◆ WRITTEN EXERCISE
Lines before the one containing "point: white door" are excluded; reproduce that line and all lines after it in the entries below, exactly.

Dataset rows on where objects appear
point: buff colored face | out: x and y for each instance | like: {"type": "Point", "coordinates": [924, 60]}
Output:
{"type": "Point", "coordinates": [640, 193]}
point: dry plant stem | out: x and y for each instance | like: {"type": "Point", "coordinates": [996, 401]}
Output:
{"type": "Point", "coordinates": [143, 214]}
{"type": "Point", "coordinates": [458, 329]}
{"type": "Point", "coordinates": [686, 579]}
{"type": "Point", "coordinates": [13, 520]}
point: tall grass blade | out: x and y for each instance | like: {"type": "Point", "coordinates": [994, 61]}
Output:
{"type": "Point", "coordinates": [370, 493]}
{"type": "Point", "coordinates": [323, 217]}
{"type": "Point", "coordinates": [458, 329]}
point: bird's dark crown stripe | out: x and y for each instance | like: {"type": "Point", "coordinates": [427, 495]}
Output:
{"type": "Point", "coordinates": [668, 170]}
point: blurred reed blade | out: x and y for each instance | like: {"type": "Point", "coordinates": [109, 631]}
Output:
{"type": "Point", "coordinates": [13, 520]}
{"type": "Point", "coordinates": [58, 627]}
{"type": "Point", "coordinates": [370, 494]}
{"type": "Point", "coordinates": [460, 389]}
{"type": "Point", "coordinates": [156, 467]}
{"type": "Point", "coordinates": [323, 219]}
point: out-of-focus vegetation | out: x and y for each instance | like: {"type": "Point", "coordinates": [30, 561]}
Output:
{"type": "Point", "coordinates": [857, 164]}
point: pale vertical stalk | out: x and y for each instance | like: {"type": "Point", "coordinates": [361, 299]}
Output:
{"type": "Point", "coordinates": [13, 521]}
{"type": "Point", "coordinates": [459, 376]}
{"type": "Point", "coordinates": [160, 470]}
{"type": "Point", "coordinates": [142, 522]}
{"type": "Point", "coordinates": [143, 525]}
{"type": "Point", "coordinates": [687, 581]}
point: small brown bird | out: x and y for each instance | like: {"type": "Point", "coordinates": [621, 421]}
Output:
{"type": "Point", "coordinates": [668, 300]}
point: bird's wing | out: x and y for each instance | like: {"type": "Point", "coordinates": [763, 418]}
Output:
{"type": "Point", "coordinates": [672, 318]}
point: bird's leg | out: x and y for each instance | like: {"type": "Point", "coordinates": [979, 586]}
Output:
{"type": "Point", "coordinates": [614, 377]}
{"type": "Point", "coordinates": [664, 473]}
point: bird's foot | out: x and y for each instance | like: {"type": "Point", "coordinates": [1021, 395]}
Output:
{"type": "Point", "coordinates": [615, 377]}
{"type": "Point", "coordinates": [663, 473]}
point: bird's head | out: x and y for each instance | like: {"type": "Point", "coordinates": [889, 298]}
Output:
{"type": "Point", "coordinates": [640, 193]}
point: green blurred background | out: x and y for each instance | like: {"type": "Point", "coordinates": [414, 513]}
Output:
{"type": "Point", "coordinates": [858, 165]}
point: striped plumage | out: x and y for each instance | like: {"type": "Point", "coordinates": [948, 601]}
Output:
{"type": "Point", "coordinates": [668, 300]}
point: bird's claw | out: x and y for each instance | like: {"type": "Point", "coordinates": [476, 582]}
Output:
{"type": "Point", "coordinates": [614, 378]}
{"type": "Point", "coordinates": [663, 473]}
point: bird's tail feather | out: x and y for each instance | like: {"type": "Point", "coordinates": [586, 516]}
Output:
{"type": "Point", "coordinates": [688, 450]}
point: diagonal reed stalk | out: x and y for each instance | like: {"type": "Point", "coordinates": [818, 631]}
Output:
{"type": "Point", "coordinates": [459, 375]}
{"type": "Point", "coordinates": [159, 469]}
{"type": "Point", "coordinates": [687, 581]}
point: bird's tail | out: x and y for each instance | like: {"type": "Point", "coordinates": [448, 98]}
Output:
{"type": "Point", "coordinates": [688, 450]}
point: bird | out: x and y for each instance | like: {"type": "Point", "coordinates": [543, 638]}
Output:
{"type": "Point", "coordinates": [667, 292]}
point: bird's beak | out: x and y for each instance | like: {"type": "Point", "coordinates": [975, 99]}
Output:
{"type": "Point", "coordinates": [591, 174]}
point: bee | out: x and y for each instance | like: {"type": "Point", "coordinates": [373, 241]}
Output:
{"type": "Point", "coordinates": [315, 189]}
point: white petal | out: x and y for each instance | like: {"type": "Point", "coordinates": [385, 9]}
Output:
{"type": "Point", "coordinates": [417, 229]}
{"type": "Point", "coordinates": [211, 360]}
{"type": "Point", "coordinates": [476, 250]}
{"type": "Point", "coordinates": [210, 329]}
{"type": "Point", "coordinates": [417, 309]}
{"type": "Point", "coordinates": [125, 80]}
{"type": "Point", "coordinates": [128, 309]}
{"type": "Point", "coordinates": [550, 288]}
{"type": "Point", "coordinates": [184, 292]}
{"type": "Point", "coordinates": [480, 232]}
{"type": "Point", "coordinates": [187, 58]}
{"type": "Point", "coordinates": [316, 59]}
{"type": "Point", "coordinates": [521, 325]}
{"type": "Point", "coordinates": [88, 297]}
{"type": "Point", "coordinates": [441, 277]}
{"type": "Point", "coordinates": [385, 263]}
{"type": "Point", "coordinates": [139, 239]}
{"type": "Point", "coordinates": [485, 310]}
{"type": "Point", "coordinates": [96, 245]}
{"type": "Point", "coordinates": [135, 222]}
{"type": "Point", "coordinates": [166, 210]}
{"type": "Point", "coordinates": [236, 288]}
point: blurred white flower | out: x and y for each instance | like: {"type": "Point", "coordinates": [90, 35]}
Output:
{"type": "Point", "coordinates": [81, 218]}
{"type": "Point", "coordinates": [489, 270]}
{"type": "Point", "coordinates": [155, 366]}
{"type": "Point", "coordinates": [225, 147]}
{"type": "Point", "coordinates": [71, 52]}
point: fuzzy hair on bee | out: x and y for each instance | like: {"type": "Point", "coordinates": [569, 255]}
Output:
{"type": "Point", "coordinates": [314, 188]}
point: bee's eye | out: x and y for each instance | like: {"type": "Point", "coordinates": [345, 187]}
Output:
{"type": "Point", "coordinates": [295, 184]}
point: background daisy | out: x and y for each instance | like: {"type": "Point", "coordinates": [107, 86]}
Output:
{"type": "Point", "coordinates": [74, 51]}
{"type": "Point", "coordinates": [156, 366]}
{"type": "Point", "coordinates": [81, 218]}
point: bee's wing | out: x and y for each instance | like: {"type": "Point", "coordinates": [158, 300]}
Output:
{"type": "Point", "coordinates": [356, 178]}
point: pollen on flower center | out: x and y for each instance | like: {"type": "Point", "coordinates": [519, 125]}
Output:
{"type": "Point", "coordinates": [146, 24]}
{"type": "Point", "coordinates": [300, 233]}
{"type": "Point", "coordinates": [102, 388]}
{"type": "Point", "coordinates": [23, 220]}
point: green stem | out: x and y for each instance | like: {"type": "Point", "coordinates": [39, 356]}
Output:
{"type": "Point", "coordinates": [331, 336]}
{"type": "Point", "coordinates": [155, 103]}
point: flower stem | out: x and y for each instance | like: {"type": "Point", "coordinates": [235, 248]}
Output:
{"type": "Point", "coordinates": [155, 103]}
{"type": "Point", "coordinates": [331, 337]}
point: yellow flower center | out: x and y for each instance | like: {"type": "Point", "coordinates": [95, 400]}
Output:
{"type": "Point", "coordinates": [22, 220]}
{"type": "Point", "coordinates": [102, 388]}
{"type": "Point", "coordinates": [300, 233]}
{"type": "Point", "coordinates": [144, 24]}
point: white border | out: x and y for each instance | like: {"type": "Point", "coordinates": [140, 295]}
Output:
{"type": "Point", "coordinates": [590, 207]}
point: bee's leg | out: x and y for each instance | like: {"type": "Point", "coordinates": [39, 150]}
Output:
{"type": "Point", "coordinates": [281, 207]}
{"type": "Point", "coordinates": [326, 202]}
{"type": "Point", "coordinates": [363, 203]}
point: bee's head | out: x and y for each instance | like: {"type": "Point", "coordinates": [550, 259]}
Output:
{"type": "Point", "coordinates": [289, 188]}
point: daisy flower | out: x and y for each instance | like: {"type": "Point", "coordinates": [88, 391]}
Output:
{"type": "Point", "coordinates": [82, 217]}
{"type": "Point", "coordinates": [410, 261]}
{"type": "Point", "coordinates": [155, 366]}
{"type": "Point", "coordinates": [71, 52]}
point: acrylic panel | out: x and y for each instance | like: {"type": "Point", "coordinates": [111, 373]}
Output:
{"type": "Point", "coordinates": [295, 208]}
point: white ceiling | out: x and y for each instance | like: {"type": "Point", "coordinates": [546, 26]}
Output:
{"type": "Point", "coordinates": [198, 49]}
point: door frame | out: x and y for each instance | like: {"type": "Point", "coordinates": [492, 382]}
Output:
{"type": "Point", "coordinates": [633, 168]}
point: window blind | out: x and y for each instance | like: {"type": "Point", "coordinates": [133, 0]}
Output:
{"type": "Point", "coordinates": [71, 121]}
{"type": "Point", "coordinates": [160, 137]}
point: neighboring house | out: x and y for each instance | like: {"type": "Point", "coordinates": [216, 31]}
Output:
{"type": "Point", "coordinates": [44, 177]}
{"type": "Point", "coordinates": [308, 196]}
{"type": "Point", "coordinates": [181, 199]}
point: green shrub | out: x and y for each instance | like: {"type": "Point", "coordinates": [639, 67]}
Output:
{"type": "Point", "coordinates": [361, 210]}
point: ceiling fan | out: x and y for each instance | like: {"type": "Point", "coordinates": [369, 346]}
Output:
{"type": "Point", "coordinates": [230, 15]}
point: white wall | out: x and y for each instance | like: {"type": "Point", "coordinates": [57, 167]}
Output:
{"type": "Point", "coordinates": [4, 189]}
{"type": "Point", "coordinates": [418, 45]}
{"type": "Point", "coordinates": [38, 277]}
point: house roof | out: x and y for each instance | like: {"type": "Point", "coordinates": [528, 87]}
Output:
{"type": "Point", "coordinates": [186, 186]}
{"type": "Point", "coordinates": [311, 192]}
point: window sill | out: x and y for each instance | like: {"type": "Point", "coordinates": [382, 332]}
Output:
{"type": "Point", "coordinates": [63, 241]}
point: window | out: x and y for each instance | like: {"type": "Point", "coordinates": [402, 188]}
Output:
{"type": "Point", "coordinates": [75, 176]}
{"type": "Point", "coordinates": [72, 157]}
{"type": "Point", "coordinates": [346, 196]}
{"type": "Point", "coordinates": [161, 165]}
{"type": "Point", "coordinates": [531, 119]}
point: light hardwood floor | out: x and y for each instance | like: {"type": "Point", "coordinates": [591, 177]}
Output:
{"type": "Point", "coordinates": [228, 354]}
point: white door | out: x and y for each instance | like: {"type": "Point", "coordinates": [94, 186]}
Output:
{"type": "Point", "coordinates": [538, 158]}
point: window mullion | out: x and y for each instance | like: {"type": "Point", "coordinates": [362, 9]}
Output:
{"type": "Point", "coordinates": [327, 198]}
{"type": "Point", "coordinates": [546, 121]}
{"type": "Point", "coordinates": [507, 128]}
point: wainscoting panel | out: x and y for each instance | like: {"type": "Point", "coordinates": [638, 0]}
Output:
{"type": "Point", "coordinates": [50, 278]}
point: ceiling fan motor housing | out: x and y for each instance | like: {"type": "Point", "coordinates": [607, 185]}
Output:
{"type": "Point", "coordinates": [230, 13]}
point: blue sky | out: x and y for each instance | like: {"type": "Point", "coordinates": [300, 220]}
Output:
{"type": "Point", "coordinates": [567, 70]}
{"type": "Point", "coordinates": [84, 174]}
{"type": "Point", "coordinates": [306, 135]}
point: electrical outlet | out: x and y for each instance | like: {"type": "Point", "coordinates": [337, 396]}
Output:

◆ TASK OUTPUT
point: white door | out: x and y for each instance | like: {"type": "Point", "coordinates": [94, 186]}
Output:
{"type": "Point", "coordinates": [538, 158]}
point: window mullion | out: x and y for each instance | like: {"type": "Point", "coordinates": [362, 9]}
Output:
{"type": "Point", "coordinates": [327, 198]}
{"type": "Point", "coordinates": [546, 121]}
{"type": "Point", "coordinates": [507, 128]}
point: wainscoting panel | out: x and y for each instance | like: {"type": "Point", "coordinates": [638, 0]}
Output:
{"type": "Point", "coordinates": [50, 278]}
point: ceiling fan motor housing | out: x and y for each instance | like: {"type": "Point", "coordinates": [607, 185]}
Output:
{"type": "Point", "coordinates": [230, 13]}
point: blue sky | out: x and y for each instance | like: {"type": "Point", "coordinates": [300, 220]}
Output:
{"type": "Point", "coordinates": [567, 70]}
{"type": "Point", "coordinates": [84, 174]}
{"type": "Point", "coordinates": [306, 135]}
point: electrical outlet | out: x and y for each instance | like: {"type": "Point", "coordinates": [337, 396]}
Output:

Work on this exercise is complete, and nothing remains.